Texto del documento:

El miedo es la más grande discapacidad que se conoce. Ya el historiador romano Tito Livio estaba convencido de que el miedo siempre está dispuesto a ver las cosas peor de lo que son y aún hoy, varios siglos después, consideran al temor como su compañero más fiel, dado que jamás le ha engañado para irse con otro. Desde Lantegi Batuak luchan, supongo, contra dos cautelas: el vértigo que puede sentir una persona con discapacidad a la hora de afrontar un puesto de trabajo, con sus inherentes responsabilidades, y la prevención de aquellos que contratan a alguien diferente, sobre si este será capaz o no. Quien vive temeroso, nunca será libre, dijo el clásico. Y eso es precisamente lo que sobra en esta historia: grilletes y cadenas.

Ítems enumerados:
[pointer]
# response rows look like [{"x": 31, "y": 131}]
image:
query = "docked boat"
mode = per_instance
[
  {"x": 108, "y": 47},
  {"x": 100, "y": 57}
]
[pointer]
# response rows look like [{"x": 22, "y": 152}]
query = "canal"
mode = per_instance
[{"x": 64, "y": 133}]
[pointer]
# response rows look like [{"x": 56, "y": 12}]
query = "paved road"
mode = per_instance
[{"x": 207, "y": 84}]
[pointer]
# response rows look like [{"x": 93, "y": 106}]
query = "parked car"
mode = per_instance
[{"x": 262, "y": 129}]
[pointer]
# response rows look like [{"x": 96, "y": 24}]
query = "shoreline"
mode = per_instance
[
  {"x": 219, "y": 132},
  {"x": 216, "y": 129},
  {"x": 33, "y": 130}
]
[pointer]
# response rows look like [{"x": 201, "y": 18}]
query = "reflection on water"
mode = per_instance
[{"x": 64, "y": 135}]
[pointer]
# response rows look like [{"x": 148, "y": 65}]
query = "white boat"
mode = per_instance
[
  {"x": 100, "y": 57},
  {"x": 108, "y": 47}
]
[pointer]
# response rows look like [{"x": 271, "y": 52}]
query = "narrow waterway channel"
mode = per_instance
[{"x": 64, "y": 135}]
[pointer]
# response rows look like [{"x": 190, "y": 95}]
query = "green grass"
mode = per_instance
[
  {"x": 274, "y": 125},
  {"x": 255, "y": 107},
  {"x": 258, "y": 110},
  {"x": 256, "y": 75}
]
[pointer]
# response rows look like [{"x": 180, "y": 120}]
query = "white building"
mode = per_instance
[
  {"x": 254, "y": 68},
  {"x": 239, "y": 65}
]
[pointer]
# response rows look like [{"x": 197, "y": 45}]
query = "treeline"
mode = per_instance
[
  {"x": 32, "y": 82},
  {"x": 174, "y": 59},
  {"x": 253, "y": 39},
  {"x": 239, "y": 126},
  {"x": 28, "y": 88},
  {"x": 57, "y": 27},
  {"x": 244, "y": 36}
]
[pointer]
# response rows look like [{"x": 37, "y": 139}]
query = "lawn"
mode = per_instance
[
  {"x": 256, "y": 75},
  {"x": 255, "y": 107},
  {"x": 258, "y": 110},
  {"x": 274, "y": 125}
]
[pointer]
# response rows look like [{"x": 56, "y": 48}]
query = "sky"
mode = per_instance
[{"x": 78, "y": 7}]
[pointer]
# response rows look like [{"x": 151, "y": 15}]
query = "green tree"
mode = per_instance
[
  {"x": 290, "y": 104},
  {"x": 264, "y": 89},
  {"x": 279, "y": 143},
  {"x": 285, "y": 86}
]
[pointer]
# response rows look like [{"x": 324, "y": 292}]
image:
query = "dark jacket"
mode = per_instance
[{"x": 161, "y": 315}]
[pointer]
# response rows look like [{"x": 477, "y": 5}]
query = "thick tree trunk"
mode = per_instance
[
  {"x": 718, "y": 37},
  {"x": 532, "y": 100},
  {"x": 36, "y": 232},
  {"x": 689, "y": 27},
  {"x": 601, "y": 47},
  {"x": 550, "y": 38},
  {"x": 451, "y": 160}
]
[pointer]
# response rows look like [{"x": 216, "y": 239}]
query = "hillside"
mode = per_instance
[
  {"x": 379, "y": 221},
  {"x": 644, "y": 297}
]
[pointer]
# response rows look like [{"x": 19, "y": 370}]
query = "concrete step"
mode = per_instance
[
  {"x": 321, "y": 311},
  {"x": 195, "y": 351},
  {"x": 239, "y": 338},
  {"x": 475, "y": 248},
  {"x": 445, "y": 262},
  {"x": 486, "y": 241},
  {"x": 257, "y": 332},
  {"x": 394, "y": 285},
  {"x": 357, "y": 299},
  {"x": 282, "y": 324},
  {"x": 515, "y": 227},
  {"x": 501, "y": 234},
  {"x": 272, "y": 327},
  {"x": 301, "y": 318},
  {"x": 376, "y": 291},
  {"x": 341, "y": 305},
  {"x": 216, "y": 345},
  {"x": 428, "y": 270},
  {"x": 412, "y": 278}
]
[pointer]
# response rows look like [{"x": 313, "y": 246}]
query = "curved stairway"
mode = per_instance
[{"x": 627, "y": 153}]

Tareas propuestas:
1 - Reescribe como una lista breve el párrafo del texto sobre el miedo y la discapacidad que comienza con "El miedo es la más grande discapacidad". Conserva sus datos principales.
2 - Escribe la continuación del texto sobre el miedo y la discapacidad a partir de su última oración.

Resultados por tarea:
1 -
- El miedo es la mayor discapacidad que se conoce.
- El historiador romano Tito Livio estaba convencido de que el miedo siempre está dispuesto a ver las cosas peor de lo que son.
- Según se supone en el texto, Lantegi Batuak lucha contra dos cautelas. La primera es el vértigo que puede sentir una persona con discapacidad ante un puesto de trabajo y sus responsabilidades. La segunda es la prevención de quienes contratan a alguien diferente sobre si será capaz.
- Un clásico dijo que quien vive temeroso nunca será libre. En esta historia sobran precisamente los grilletes y las cadenas.

2 -
¿No es un superhéroe aquel que rompe barreras y más barreras...? Hoy, con permiso de la Marvel y sus secuaces, es hora de reconocerle a la gente con discapacidad el mérito que atesoran. Vuelan sin capa, sacan fuerzas de flaqueza y son capaces de abrirse paso en un campo sembrado de minas y empalizadas. Son inasequibles al desaliento.
Ojo, no quiere decirse con esto que todos merezcan las mal altas calificaciones por su condición. Hay gente que se derrumba -¡cómo no!- y otros, de ellos hablo, que son capaces de subir un Everest con tal de poder decir aquello de "yo lo logré". De entre todas ellas, permítanme, yo tengo una debilidad: Temple Grandin. A los seis meses, su madre empezó a notar que rechazaba los abrazos y a los tres años, los médicos dijeron que tenía daño cerebral. A los 16 años fue a pasar unos días a la granja de ganado de su tío en Arizona. Allí se fijó en una máquina que se usaba para tranquilizar al ganado cuando venía el veterinario a explorarlos: dos placas metálicas que comprimían a las reses por los lados. Entonces pensó en hacer un artilugio semejante para ella: una máquina de dar abrazos. Lo que le proporcionaría el estímulo táctil que tanto necesitaba. Hoy Temle es una zoóloga, etóloga, y reputada profesora de la Universidad estatal de Colorado. Es autista. ¿Y qué?